[DOCUMENT EXCERPT]
Attention mechanisms, transformers and NLP

BioStrand (a subsidiary of IPA)
5 min readJul 11, 2022


Natural Language Processing is a multidisciplinary field and over the years several models and algorithms have been successfully used to parse text. ML approaches have been central to NLP development with many of them particularly focussing on a technique called sequence-to-sequence learning (Seq2seq).

Deep Neural Networks

First introduced by Google in 2014, Seq2seq models revolutionized translation and were quickly being used for a variety of NLP tasks including text summarization, speech recognition, image captioning, question-answering etc. Prior to this, Deep Neural Networks (DNNs) had been used to tackle difficult problems such as speech recognition.

However, they suffered from a significant limitation in that they required the dimensionality of inputs and outputs to be known and fixed. Hence, they were not suitable for sequential problems, such as speech recognition, machine translation and question answering, where dimensionality can not be pre-defined.

As a result, recurrent neural networks (RNNs), a type of artificial neural network, soon became the state of the art for sequential data.

Recurrent Neural Networks

In a traditional DNN, the assumption is that inputs and outputs are independent of each other. RNNs, however, operate on the principle that the output depends on both the current input as well as the “memory” of previous inputs from a sequence. The use of feedback loops to process sequential data allows information to persist thereby giving RNNs their “memory.” As a result, this approach is perfectly suitable for language applications where context is vital to the accuracy of the final output.

However, there was the issue of vanishing gradients — information loss when dealing with long sequences because of their ability to only focus on the most recent information — that impaired meaningful learning in the context of large data sequences. RNNs soon evolved into several specialized versions, like LSTM (long short-term memory), GRU (Gated Recurrent Unit), Time Distributed layer, and ConvLSTM2D layer, with the capability to process long sequences.

Each of these versions was designed to address specific situations, for instance, GRUs outperformed LSTMs on low complexity sequences, consumed less memory and delivered faster results whereas LSTMs performed better with high complexity sequences and enabled higher accuracy.

RNNs and their variants soon became state-of-the-art for sequence translation. However, there were still several limitations related to long-term dependencies, parallelization, resource intensity and their inability to take full advantage of emerging computing paradigms devices such as TPUs and GPUs. However, a new model would soon emerge and go on to become the dominant architecture for complex NLP tasks.


By 2017, complex RNNs and variants became the standard for sequence modelling and transduction with the best models incorporating an encoder and decoder connected through an attention mechanism. That year, however, a paper from Google called Attention Is All You Need proposed a new model architecture called the Transformer based entirely on attention mechanisms.

[DESCRIPTION OF THE TASK]
Reproduce the part of the article on attention mechanisms starting with "However, there was" and going on through "process long sequences.". The listing that comes next has no connection to the article on attention mechanisms.

[EXTRACTED INFORMATION]
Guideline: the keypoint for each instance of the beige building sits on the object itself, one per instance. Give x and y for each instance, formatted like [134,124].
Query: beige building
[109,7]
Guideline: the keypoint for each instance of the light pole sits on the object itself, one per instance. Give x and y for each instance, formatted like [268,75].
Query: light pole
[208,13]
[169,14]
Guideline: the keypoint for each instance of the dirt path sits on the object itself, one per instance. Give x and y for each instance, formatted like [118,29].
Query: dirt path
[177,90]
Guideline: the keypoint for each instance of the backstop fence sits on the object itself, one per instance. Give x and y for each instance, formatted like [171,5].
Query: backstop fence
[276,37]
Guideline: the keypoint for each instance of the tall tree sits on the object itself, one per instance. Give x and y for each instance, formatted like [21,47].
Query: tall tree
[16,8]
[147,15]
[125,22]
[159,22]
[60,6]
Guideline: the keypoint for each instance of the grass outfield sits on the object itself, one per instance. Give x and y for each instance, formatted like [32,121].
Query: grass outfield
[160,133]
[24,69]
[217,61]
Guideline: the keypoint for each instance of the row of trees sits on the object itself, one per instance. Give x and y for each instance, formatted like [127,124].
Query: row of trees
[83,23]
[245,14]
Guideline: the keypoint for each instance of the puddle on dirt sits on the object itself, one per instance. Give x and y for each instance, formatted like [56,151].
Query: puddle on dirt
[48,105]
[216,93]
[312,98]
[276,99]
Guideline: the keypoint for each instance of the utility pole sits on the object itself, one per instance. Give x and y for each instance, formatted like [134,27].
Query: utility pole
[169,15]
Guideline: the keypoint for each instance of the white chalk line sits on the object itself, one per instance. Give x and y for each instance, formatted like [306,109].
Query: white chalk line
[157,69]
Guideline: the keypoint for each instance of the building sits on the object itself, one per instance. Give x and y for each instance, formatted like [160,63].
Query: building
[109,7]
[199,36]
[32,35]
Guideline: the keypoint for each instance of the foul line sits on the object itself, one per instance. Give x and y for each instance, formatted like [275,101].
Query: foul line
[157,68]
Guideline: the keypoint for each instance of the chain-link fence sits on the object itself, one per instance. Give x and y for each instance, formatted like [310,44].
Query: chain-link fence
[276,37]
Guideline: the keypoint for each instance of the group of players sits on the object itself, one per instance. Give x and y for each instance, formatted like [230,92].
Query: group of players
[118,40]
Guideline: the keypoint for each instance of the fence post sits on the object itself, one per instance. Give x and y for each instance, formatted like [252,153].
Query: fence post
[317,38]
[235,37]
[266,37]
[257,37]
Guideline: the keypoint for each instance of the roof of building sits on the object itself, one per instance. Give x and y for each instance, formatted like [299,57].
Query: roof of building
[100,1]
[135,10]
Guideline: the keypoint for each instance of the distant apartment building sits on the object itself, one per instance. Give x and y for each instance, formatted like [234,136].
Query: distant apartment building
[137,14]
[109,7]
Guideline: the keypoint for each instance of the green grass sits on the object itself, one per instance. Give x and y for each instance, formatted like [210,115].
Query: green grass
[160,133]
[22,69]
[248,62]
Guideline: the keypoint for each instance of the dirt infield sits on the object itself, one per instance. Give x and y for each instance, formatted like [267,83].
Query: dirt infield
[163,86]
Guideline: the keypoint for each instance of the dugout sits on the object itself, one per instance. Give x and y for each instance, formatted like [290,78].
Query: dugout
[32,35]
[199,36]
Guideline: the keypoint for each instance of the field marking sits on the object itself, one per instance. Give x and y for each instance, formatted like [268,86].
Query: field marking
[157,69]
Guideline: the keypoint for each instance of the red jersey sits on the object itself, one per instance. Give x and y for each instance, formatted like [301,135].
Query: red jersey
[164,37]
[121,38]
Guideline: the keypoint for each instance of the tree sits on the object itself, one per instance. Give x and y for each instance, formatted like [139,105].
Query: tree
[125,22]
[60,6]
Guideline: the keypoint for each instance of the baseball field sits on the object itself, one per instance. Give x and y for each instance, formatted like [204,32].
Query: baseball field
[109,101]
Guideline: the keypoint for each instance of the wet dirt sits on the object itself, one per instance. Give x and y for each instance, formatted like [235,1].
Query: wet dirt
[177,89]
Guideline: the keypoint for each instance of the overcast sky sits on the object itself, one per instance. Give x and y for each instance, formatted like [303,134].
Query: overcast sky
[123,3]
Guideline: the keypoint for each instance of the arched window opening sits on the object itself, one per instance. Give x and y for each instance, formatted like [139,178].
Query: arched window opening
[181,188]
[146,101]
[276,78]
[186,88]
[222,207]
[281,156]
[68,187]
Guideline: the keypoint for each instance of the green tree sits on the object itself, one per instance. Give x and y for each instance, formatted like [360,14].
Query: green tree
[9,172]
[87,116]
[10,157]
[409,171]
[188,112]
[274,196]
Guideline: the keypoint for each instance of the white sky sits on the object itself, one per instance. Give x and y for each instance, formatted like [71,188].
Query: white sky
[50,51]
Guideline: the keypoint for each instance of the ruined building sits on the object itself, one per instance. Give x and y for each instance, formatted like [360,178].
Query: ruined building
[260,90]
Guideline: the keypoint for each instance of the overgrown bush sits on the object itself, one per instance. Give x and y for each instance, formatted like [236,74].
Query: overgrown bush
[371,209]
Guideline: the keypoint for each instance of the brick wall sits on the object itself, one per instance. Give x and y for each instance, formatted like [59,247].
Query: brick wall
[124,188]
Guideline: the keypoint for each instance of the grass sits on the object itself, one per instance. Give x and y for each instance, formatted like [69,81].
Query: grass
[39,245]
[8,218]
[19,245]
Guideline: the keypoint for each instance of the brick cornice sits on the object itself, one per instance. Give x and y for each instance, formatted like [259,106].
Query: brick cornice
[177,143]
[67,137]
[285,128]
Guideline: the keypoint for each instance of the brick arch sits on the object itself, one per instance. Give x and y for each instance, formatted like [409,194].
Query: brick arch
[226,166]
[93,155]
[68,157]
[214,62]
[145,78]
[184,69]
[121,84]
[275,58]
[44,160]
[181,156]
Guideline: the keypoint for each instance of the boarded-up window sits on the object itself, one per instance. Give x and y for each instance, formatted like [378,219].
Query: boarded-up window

[FINAL RESULT]
However, there was the issue of vanishing gradients — information loss when dealing with long sequences because of their ability to only focus on the most recent information — that impaired meaningful learning in the context of large data sequences. RNNs soon evolved into several specialized versions, like LSTM (long short-term memory), GRU (Gated Recurrent Unit), Time Distributed layer, and ConvLSTM2D layer, with the capability to process long sequences.